PAGE EXTRACT
════════════════
Why do we build "inside" docker?

When I first learned Docker I expected a config file, image producer, CLI, and options for mounting and networks. That's all there.
I did not expect to put build commands inside a Dockerfile. I thought docker would wrap/tar/include a prebuilt task I made. Why give build commands in Docker?
Surely it can import a task thus keeping Jenkins/Bazel etc. distinct and apart for making an image/container?

I guess we are dealing with a misconception here. Docker is NOT a lighweight version of VMware/Xen/KVM/Parallels/FancyVirtualization.
Disclaimer: The following is heavily simplified for the sake of comprehensiveness.
So what is Docker?
In one sentence: Docker is a system to isolate processes from the other processes within an operating system as much as possible while still providing all means to run them. Put differently:
Docker is a package manager for isolated processes.
One of its closest ancestors are chroot and BSD jails. What those basically do is to isolate (more in the case of BSD, less in the case of chroot) a part of your OS resources and have a complete environment running independently from the rest of the OS - except for the kernel.
In order to be able to do that, a Docker image obviously needs to contain everything except for a kernel. So you need to provide a shell (if you choose to do so), standard libraries like glibc and even resources like CA certificates. For reference: In order to set up chroot jails, you did all this by hand once upon a time, preinstalling your chroot environment with each and every piece of software required. Docker is basically taking the heavy lifting from you here.
════════════════
DATA PROVIDED

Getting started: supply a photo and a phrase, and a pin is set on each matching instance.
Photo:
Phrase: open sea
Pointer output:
════════════════
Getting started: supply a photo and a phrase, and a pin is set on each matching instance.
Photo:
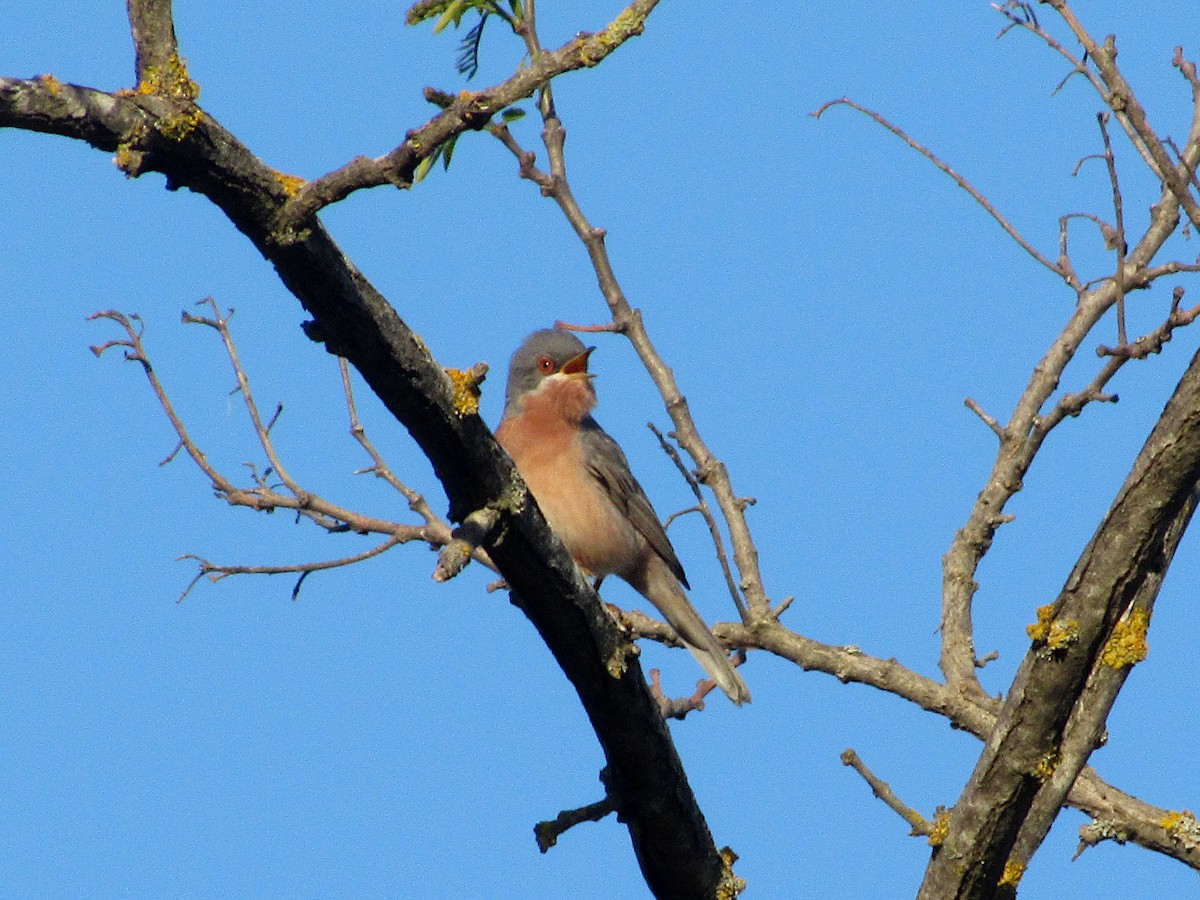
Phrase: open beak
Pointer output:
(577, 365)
════════════════
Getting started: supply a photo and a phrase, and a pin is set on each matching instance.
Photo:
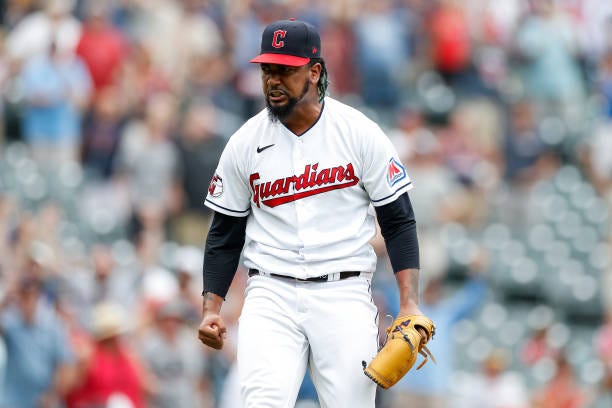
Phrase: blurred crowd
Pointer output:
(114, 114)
════════════════
REQUIRED ACTIONS
1) What does the Docker thread say a Docker image must contain?
2) Copy word for word the stretch of the Docker thread from "Surely it can" through "for the kernel.".

ANSWERS FOR THIS EXERCISE
1) Everything except for a kernel.

2)
Surely it can import a task thus keeping Jenkins/Bazel etc. distinct and apart for making an image/container?

I guess we are dealing with a misconception here. Docker is NOT a lighweight version of VMware/Xen/KVM/Parallels/FancyVirtualization.
Disclaimer: The following is heavily simplified for the sake of comprehensiveness.
So what is Docker?
In one sentence: Docker is a system to isolate processes from the other processes within an operating system as much as possible while still providing all means to run them. Put differently:
Docker is a package manager for isolated processes.
One of its closest ancestors are chroot and BSD jails. What those basically do is to isolate (more in the case of BSD, less in the case of chroot) a part of your OS resources and have a complete environment running independently from the rest of the OS - except for the kernel.